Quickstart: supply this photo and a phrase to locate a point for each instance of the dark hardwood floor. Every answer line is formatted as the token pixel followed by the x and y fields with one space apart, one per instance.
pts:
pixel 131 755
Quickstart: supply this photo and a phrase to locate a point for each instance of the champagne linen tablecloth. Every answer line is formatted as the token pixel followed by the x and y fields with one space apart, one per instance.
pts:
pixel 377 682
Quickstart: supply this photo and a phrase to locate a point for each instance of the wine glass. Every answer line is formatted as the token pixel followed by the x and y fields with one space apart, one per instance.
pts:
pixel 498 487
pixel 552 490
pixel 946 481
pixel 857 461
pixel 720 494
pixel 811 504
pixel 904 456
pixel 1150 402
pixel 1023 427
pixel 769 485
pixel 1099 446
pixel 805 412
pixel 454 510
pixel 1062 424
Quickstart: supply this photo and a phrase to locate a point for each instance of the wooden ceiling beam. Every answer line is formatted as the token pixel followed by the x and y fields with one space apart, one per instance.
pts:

########

**Tugas:** Ubah baris-baris materi mulai dari baris yang memuat "of the wooden" sampai akhir materi, keduanya termasuk, menjadi daftar JSON berisi string dengan satu string untuk setiap baris dan tanpa baris kosong.

**Jawaban yang diharapkan:**
[
  "Quickstart: supply this photo and a phrase to locate a point for each instance of the wooden ceiling beam. Every answer line is formatted as the token pixel followed by the x and y fields with one space apart, one per instance.",
  "pts:"
]